* MATERIALS PROVIDED
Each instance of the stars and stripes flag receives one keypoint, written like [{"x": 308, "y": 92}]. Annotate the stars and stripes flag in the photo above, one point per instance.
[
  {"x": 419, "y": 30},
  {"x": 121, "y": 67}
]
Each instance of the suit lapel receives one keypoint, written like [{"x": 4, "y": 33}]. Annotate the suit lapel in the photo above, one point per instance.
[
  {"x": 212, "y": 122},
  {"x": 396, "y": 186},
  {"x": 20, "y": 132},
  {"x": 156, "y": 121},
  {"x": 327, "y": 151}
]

* WRITTEN REQUEST
Reproduce both items above verbatim.

* ANSWER TO THE PROBLEM
Each instance of the stars and stripes flag receives one keypoint, written like [{"x": 308, "y": 92}]. Annotate the stars and stripes flag in the photo above, one point per instance.
[
  {"x": 419, "y": 30},
  {"x": 121, "y": 67}
]
Each instance of the suit lapel receives one keypoint, written like [{"x": 4, "y": 33}]. Annotate the suit lapel in the photo above, one point per instance.
[
  {"x": 212, "y": 122},
  {"x": 396, "y": 186},
  {"x": 20, "y": 132},
  {"x": 156, "y": 121},
  {"x": 327, "y": 151}
]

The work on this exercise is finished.